■ Given task
Pull out every line in the entries below that contains the string "wall", and copy each line without changes.

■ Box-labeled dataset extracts

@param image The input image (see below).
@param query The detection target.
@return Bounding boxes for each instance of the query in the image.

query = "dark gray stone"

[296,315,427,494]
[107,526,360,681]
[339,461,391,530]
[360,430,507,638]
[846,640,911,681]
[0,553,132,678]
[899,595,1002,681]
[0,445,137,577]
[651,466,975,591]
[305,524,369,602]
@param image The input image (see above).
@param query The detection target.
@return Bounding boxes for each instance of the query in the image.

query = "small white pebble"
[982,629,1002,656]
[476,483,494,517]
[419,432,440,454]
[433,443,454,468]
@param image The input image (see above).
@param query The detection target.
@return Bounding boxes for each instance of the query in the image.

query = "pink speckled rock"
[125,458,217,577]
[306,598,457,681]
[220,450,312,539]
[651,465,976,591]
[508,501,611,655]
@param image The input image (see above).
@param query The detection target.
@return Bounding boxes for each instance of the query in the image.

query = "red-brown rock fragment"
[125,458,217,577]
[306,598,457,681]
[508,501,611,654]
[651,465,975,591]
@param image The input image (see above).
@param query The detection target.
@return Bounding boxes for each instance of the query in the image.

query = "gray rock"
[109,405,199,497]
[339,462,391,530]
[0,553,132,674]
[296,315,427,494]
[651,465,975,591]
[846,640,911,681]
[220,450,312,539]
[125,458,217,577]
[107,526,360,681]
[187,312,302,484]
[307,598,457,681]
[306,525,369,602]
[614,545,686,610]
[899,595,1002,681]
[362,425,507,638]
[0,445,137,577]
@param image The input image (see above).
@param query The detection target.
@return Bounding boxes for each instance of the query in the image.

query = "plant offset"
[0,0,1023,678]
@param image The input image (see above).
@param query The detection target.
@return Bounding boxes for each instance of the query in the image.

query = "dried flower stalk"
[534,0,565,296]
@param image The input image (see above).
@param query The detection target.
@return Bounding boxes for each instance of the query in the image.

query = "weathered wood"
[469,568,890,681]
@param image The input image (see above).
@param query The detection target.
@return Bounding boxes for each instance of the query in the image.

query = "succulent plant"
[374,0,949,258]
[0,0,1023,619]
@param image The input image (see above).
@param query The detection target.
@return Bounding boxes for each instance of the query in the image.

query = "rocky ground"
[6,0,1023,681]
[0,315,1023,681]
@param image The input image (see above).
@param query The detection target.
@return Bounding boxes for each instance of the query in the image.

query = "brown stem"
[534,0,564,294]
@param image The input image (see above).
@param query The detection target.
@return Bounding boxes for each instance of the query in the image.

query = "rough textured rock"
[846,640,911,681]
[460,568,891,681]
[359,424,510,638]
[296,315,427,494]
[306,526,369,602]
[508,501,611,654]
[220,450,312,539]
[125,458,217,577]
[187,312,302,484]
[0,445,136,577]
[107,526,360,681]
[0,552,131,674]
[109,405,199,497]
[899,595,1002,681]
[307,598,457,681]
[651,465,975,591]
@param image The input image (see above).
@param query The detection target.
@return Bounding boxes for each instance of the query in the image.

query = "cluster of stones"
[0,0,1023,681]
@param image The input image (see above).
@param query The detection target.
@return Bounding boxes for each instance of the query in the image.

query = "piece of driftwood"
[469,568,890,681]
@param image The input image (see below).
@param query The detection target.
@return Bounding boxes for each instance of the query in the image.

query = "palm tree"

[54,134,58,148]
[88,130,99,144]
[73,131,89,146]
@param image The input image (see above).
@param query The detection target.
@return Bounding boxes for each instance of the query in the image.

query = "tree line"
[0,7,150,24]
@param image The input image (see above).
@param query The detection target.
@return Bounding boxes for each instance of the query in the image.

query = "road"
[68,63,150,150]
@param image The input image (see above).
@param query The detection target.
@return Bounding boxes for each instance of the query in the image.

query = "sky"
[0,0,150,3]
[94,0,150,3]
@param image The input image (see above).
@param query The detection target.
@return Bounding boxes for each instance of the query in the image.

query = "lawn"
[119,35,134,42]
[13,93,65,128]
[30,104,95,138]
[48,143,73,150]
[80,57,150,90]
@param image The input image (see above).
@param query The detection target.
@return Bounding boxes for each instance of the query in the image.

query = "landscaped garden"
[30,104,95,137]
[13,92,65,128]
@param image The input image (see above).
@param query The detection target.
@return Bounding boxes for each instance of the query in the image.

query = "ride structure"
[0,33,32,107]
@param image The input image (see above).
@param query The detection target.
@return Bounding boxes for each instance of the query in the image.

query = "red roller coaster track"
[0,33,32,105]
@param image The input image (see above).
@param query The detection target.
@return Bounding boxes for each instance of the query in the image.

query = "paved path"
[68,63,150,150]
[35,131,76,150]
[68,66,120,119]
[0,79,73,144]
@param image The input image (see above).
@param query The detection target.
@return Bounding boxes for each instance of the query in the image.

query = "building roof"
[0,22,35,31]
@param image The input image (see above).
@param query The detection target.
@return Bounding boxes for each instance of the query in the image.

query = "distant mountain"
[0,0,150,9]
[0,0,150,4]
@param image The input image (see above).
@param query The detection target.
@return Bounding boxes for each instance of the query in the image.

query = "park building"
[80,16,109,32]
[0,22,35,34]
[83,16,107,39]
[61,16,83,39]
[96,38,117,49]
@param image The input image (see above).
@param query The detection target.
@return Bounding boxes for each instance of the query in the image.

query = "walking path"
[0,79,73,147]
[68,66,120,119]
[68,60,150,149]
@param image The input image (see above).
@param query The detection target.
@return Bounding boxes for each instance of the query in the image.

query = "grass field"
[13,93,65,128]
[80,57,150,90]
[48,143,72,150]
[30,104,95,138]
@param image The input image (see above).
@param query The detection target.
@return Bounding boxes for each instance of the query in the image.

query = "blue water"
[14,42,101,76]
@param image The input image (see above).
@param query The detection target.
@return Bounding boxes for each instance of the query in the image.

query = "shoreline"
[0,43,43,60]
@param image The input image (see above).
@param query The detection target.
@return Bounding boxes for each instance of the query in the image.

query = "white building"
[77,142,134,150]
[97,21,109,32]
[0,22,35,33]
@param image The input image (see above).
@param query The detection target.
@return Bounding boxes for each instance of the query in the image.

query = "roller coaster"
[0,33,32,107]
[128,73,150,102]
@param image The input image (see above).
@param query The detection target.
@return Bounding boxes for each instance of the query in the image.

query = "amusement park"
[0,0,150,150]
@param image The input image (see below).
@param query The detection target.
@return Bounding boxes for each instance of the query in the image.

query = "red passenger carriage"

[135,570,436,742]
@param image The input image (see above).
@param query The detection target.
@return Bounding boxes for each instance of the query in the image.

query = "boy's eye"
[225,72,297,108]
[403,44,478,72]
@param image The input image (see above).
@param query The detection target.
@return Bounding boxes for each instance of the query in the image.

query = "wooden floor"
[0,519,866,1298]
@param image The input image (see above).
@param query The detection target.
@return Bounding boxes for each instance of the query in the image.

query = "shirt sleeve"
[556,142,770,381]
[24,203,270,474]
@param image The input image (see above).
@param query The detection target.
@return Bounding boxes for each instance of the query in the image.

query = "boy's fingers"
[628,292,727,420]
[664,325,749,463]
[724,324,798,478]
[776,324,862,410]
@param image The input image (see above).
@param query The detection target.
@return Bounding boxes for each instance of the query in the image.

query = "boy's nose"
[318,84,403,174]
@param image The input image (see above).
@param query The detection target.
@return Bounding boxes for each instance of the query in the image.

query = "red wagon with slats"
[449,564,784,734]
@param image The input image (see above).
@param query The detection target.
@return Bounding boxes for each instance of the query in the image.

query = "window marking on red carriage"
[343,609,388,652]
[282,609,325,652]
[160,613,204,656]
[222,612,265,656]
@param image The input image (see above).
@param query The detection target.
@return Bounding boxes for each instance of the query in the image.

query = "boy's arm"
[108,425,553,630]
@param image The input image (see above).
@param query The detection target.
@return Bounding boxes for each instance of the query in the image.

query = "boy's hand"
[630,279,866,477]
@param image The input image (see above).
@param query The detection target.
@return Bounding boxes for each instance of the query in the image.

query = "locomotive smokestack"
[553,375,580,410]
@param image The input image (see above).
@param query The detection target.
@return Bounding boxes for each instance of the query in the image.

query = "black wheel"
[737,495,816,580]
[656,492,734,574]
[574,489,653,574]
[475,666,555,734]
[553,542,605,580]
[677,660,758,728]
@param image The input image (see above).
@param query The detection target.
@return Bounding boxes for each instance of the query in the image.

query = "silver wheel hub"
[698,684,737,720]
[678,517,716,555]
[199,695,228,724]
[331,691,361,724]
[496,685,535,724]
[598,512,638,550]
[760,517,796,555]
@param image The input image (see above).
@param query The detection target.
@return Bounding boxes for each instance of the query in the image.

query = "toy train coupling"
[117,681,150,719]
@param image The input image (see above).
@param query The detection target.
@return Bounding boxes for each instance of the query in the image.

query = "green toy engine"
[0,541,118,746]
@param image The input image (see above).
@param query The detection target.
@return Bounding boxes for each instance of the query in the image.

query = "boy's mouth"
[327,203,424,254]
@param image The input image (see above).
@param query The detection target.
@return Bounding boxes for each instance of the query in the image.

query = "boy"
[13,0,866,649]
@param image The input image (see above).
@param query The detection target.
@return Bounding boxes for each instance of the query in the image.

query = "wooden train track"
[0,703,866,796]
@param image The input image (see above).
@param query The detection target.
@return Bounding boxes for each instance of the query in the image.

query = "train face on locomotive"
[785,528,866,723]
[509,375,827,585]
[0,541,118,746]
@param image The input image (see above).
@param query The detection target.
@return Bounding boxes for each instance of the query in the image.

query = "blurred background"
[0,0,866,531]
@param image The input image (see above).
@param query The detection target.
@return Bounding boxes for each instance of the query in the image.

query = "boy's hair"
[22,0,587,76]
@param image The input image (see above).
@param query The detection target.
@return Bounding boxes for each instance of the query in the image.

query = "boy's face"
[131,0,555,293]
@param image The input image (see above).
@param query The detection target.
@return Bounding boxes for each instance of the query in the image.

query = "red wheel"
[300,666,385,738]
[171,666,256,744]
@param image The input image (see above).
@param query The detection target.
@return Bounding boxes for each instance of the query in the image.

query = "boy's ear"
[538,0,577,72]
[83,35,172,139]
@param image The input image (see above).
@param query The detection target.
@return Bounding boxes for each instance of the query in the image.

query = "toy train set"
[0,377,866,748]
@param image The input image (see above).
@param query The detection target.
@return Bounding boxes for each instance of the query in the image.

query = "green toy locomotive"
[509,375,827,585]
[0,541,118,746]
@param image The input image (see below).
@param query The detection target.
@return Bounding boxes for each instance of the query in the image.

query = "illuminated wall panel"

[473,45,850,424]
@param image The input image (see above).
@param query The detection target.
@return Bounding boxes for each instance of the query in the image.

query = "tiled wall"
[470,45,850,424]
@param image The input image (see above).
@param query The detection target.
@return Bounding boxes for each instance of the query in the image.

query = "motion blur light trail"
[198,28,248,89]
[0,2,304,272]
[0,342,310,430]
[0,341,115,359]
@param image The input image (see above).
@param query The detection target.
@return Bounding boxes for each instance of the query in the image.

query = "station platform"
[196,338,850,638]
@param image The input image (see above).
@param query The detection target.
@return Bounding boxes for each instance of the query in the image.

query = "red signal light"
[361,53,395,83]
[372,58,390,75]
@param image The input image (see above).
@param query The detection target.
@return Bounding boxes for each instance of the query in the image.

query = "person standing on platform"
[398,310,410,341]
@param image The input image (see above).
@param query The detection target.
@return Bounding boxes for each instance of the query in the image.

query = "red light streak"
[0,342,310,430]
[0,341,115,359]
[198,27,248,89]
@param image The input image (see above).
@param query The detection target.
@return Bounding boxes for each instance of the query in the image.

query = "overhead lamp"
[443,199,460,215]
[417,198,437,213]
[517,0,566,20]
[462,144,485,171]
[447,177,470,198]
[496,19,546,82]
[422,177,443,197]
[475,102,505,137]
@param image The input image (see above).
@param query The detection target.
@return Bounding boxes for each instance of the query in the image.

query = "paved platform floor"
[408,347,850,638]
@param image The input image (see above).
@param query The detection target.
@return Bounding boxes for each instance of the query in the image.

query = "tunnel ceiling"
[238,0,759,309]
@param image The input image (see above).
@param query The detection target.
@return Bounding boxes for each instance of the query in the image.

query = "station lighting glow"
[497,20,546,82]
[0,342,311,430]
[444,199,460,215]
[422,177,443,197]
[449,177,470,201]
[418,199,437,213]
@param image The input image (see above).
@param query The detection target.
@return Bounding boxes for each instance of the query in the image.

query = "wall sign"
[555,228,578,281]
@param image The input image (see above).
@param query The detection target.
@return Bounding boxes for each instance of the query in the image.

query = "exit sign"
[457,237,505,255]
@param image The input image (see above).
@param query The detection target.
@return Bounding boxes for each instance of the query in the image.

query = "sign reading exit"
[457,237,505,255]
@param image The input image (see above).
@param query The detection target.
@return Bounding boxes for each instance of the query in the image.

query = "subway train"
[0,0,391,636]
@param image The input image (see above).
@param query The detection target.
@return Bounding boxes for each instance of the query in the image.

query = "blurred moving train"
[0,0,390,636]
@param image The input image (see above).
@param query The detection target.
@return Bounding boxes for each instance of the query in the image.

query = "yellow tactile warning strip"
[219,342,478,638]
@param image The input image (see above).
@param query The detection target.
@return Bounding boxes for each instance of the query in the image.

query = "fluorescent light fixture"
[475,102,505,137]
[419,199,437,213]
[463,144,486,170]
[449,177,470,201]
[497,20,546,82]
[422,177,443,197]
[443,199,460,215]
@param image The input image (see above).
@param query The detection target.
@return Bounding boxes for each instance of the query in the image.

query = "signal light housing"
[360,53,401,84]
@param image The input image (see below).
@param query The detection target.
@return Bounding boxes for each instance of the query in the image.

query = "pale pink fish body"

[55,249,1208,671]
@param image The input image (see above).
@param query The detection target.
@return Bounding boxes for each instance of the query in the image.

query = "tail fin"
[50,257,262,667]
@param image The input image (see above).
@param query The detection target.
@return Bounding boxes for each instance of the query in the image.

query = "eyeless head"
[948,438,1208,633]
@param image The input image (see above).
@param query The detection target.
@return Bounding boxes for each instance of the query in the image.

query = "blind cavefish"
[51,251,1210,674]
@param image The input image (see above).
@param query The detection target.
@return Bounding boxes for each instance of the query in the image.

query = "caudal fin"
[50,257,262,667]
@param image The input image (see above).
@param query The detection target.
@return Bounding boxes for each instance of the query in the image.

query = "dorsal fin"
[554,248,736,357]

■ Solution to this exercise
query = "illuminated wall panel"
query = "tiled wall"
query = "wall sign"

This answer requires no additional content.